[Written problem]: How many lines in the listing below contain the word "black"? Reply with the number only.

[Given records]:
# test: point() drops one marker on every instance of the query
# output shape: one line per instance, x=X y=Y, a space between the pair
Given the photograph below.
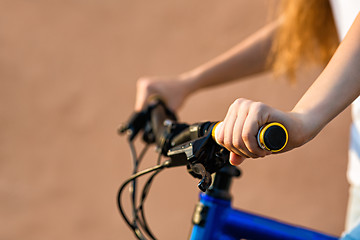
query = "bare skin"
x=247 y=58
x=336 y=88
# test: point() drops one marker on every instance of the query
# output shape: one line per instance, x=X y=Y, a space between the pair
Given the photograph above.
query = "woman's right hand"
x=172 y=90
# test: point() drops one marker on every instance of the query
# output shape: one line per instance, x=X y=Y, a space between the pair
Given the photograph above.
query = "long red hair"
x=307 y=32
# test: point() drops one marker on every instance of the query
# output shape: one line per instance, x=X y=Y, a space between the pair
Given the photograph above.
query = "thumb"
x=235 y=159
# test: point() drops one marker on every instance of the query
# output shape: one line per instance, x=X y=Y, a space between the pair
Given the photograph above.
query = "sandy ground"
x=68 y=71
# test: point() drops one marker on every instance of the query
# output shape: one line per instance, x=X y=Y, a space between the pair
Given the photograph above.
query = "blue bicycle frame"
x=214 y=218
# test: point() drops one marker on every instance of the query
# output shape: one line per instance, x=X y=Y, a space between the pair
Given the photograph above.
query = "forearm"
x=336 y=87
x=247 y=58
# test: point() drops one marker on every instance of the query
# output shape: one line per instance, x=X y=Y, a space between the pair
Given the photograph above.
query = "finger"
x=236 y=159
x=256 y=118
x=238 y=141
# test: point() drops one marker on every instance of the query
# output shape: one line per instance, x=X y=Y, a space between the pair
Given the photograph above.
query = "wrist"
x=310 y=124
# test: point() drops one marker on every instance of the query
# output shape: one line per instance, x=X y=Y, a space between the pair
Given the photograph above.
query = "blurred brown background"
x=68 y=72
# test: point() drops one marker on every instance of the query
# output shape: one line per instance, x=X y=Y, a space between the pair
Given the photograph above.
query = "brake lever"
x=202 y=156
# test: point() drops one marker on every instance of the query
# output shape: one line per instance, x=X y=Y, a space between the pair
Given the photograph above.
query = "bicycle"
x=193 y=146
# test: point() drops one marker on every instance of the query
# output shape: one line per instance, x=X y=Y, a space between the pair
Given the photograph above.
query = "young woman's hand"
x=238 y=132
x=172 y=90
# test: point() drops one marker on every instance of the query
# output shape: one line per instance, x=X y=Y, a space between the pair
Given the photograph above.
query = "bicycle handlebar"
x=193 y=145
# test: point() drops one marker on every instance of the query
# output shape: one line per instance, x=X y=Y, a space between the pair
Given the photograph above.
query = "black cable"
x=139 y=174
x=144 y=194
x=132 y=190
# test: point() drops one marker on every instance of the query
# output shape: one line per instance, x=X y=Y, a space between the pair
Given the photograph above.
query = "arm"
x=336 y=87
x=247 y=58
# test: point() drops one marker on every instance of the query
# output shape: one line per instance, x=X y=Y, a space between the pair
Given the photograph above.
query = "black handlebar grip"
x=273 y=137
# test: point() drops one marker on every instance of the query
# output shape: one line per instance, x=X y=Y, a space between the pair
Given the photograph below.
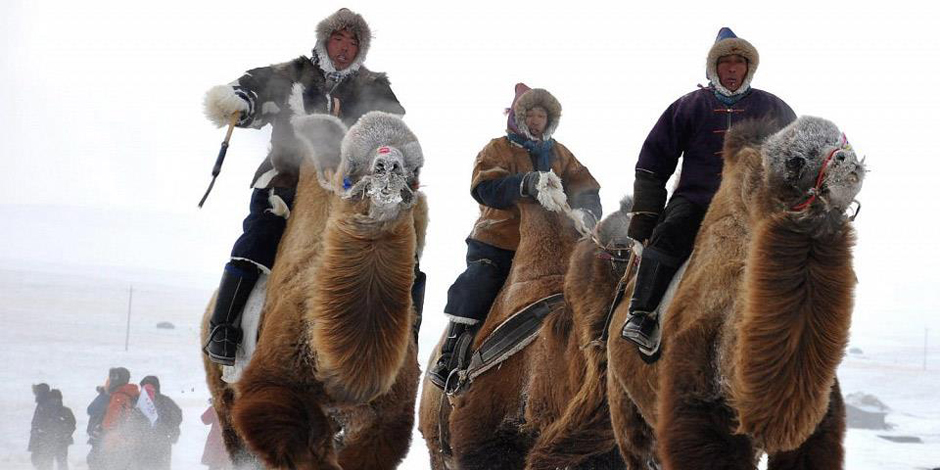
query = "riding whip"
x=218 y=161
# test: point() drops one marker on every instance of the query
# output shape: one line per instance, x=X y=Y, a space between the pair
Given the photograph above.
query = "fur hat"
x=344 y=18
x=727 y=43
x=379 y=129
x=118 y=376
x=40 y=390
x=152 y=380
x=530 y=99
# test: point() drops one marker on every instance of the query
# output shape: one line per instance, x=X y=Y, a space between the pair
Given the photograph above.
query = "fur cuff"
x=221 y=102
x=551 y=193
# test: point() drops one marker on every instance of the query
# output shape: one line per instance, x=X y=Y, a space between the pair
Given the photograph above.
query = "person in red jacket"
x=214 y=454
x=120 y=438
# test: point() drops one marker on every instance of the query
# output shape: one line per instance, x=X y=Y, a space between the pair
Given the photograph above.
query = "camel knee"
x=285 y=428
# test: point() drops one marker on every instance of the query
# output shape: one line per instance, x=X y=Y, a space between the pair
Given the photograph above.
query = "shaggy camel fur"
x=333 y=381
x=495 y=422
x=760 y=321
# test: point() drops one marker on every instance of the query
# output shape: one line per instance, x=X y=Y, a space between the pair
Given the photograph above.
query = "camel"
x=333 y=381
x=759 y=323
x=495 y=421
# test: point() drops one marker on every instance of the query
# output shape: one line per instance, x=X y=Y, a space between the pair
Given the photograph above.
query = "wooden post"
x=127 y=335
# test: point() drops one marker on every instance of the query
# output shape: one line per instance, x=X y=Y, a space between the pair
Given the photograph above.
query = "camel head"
x=810 y=166
x=374 y=165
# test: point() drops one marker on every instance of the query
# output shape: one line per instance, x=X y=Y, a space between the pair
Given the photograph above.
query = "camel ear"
x=322 y=135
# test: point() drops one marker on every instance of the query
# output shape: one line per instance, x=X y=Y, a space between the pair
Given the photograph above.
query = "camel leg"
x=384 y=443
x=696 y=433
x=284 y=424
x=823 y=450
x=634 y=436
x=582 y=432
x=483 y=436
x=223 y=398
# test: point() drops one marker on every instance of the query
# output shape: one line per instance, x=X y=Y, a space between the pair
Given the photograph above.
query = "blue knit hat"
x=725 y=33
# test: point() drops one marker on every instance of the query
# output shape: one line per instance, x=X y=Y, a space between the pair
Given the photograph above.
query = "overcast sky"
x=101 y=110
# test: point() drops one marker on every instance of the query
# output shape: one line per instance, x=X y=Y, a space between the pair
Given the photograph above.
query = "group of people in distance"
x=130 y=426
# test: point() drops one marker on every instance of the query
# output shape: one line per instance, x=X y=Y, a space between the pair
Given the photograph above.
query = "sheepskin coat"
x=503 y=159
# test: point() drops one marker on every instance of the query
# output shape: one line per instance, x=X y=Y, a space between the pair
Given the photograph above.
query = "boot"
x=448 y=359
x=225 y=334
x=652 y=280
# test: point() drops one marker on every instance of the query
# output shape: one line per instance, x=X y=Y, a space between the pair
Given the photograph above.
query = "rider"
x=333 y=80
x=507 y=172
x=692 y=127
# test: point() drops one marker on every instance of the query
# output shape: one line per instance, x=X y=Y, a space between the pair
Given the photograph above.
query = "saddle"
x=510 y=337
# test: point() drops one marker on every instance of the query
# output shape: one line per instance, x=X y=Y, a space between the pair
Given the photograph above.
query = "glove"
x=224 y=100
x=530 y=185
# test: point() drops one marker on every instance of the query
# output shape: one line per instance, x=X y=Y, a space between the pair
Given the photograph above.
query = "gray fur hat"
x=530 y=99
x=373 y=131
x=727 y=43
x=344 y=18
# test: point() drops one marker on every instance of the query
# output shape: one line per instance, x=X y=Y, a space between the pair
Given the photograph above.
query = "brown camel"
x=333 y=381
x=760 y=321
x=495 y=421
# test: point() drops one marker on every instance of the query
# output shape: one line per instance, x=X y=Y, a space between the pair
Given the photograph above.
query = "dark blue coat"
x=693 y=127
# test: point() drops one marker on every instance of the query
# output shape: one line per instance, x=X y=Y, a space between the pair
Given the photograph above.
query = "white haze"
x=105 y=153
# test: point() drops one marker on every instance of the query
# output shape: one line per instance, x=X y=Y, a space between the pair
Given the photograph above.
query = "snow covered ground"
x=67 y=324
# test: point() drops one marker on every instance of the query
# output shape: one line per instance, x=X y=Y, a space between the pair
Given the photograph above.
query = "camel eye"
x=795 y=164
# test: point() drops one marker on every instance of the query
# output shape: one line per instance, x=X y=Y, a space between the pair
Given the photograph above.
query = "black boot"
x=439 y=373
x=225 y=334
x=652 y=280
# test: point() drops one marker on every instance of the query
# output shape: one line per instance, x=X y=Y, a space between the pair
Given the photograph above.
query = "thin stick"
x=217 y=168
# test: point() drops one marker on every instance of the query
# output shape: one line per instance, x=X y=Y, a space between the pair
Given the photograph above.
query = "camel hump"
x=612 y=231
x=322 y=134
x=749 y=133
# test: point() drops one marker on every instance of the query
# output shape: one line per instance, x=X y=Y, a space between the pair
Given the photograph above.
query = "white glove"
x=224 y=100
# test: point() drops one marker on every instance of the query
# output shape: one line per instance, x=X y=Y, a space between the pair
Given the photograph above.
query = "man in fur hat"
x=333 y=80
x=507 y=172
x=693 y=127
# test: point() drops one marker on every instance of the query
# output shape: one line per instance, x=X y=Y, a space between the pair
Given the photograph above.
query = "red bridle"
x=814 y=191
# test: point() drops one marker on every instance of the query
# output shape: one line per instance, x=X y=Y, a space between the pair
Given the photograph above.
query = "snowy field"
x=67 y=324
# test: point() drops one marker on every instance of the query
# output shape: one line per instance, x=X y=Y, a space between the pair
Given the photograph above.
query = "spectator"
x=214 y=454
x=164 y=431
x=96 y=410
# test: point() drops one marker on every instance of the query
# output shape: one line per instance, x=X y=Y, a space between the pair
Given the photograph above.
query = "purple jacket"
x=693 y=127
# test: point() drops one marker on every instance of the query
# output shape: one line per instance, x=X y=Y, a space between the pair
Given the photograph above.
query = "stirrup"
x=647 y=344
x=231 y=338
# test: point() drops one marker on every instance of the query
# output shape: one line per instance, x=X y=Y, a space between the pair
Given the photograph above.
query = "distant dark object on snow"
x=863 y=411
x=903 y=439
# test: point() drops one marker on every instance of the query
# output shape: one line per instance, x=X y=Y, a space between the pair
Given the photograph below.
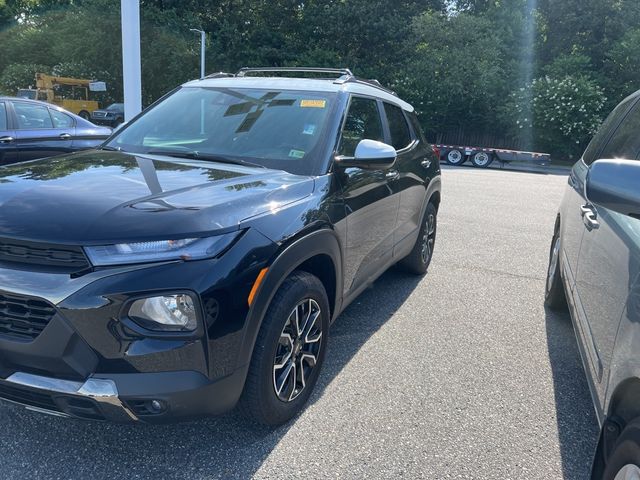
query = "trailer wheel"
x=455 y=157
x=481 y=159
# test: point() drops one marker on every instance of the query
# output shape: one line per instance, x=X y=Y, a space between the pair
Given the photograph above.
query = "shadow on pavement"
x=577 y=424
x=38 y=446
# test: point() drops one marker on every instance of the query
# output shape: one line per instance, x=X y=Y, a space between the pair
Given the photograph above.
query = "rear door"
x=371 y=207
x=8 y=151
x=609 y=260
x=409 y=181
x=36 y=134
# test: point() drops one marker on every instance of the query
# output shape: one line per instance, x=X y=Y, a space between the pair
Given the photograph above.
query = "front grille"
x=24 y=318
x=44 y=254
x=27 y=397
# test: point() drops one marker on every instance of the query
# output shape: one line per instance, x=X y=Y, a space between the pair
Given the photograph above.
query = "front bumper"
x=88 y=361
x=150 y=398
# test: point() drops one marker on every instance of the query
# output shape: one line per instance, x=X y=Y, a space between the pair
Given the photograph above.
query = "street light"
x=203 y=37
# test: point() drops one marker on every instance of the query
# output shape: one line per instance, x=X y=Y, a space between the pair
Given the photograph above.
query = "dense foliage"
x=543 y=72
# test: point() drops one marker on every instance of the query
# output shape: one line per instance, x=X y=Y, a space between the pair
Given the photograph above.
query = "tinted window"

[Final result]: 3